Text shown:
:::::

Hidden Costs

Your Florist Quoted Peak Season. Your Date Might Not Be.

Your florist may have priced peak-season flowers into an off-season wedding. Learn how seasonal pricing hides in your quote and what to ask before you sign.

Altared TeamJuly 11, 2026 · 8 min read
Your Florist Quoted Peak Season. Your Date Might Not Be.

A couple getting married the second weekend of October sat down with a florist quote for $6,800. The centerpieces called for garden roses. The bridal bouquet leaned on ranunculus and a few peonies "for fullness." It read beautifully. It also read like a quote built for a June wedding, not an October one.

Here is the part nobody flagged for them: garden roses peak in late spring, ranunculus runs late winter into spring, and peonies are essentially a May-into-early-June flower. By October, every one of those blooms is either out of season, imported at a premium, or substituted for something the florist still prices like the original. The couple wasn't being scammed. They were being quoted on autopilot.

That gap between what the florist quoted and what their date actually costs lived in the line items. And they almost never asked, because they didn't know to look.

why your florist's default quote assumes peak season

Florists build their default quotes around peak-season flower pricing. Peonies in May, garden roses in June, the whole expensive calendar. It's not malicious, it's muscle memory. The flowers they show on Instagram, the arrangements clients ask for most, the proposals they've written a hundred times, all of it skews toward the spring and early-summer palette because that's when the wedding industry's most photographed flowers are cheap and abundant.

So when you walk in with an October, November, or early March date, the florist often starts from that same template. The blooms get quoted at the price they'd cost in their best month, even though your date sits months away from it.

A few things drive the actual cost difference:

  1. Availability. A flower in season locally is plentiful and cheap. The same flower out of season has to be flown in, often from South America or the Netherlands, with freight and import costs baked in.
  2. Substitution markup. When a peak flower isn't available, florists swap in a look-alike. Sometimes the substitute is cheaper and you never see the savings passed along.
  3. Loss and handling. Imported and out-of-season stems are more fragile, so florists pad the count to cover breakage. You pay for stems that never make it into an arrangement.

:::::

Material provided:

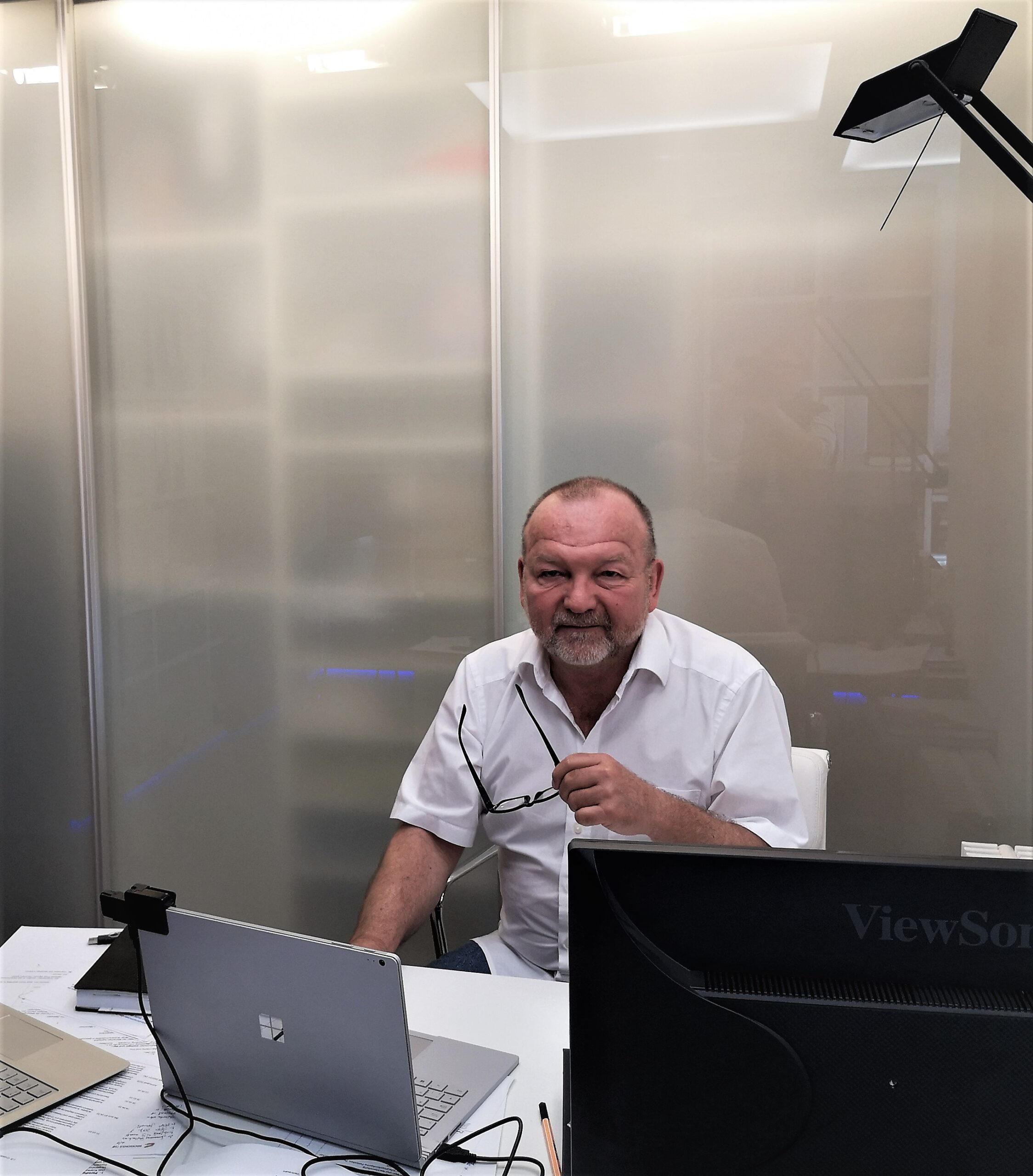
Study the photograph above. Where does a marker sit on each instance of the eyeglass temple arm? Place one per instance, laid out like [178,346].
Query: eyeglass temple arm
[556,759]
[486,800]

:::::

Given request 1: Using the article on seasonal florist pricing above, state whether each statement agrees with it: (a) the couple's florist quote came to $6,800; (b) the couple was being scammed; (c) peonies are a fall flower. Answer yes or no for each, quoting the deciding words.
Given request 2: Extend the article on seasonal florist pricing, starting after its final numbered point.

Task answer 1:
(a) Yes: "sat down with a florist quote for $6,800."
(b) No: "The couple wasn't being scammed."
(c) No: "peonies are essentially a May-into-early-June flower."

Task answer 2:
  4. The quote template itself. If the proposal was duplicated from a spring wedding, the line-item prices may simply never have been adjusted for your season at all.

None of this shows up as a line that says "peak-season assumption." It's just folded into the per-stem and per-arrangement numbers, which is exactly why it's so easy to miss.

what off-season actually means for your date

"Peak season" for wedding flowers is roughly April through June, with a second smaller bump in early fall for specific blooms. If your wedding is in October, November, or even early March, you are probably not in peak season, and that's good news for your budget if you know how to use it.

Off-season doesn't mean fewer flowers or worse flowers. It means different flowers, and the smart move is to lean into what's naturally abundant on your date instead of paying import prices to force a spring look in autumn.

flowers that are genuinely in season when you are

  • October and November: dahlias, chrysanthemums, garden-style roses that are still croppping, amaranthus, marigold, and a deep palette of seasonal greenery. These are gorgeous and they're cheap because they're everywhere.
  • Early March: ranunculus and anemones start coming into their own, tulips are abundant, and early spring branches are available.

If your florist quoted you peonies for an October wedding, that's not a flower choosing problem, it's a pricing problem. Either you're paying a premium to import a May flower into fall, or they're going to substitute and you deserve to see that reflected in the number.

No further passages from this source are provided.